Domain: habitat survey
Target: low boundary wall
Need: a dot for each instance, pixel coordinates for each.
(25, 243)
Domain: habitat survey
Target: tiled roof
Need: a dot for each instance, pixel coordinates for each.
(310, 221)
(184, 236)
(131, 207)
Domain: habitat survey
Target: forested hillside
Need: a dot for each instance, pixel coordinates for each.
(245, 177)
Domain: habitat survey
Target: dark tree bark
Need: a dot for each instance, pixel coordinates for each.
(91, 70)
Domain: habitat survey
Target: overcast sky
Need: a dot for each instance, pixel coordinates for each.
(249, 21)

* * *

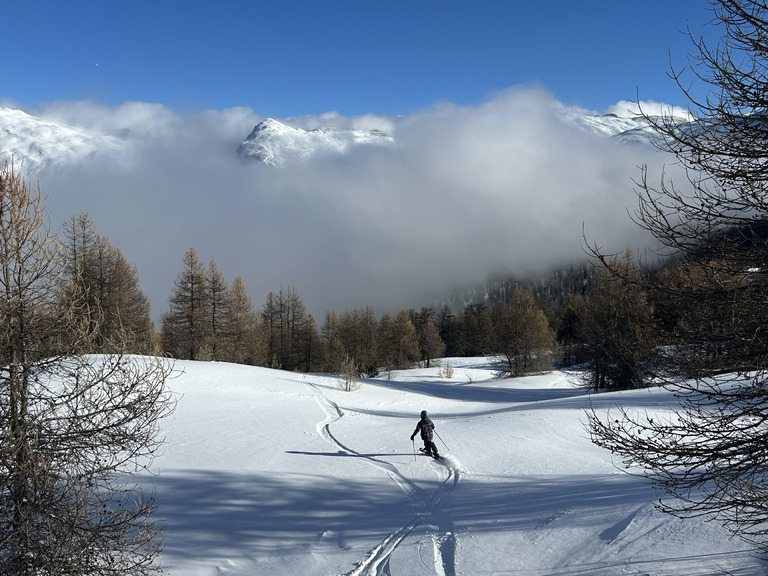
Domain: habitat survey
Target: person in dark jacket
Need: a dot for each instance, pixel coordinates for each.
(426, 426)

--

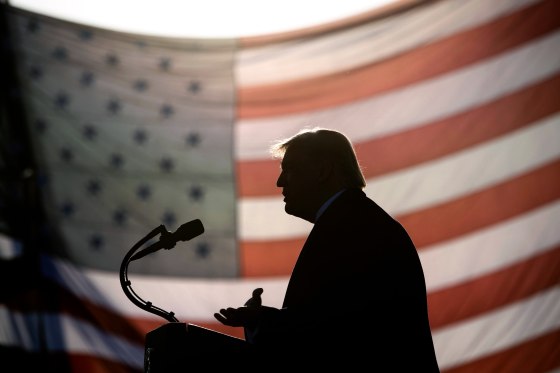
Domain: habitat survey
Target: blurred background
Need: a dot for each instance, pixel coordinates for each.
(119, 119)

● **To be done**:
Report, copied in full, every line of the records above that contains the word "dark".

● **Solution for this task**:
Target: dark tree bark
Target: person in dark jacket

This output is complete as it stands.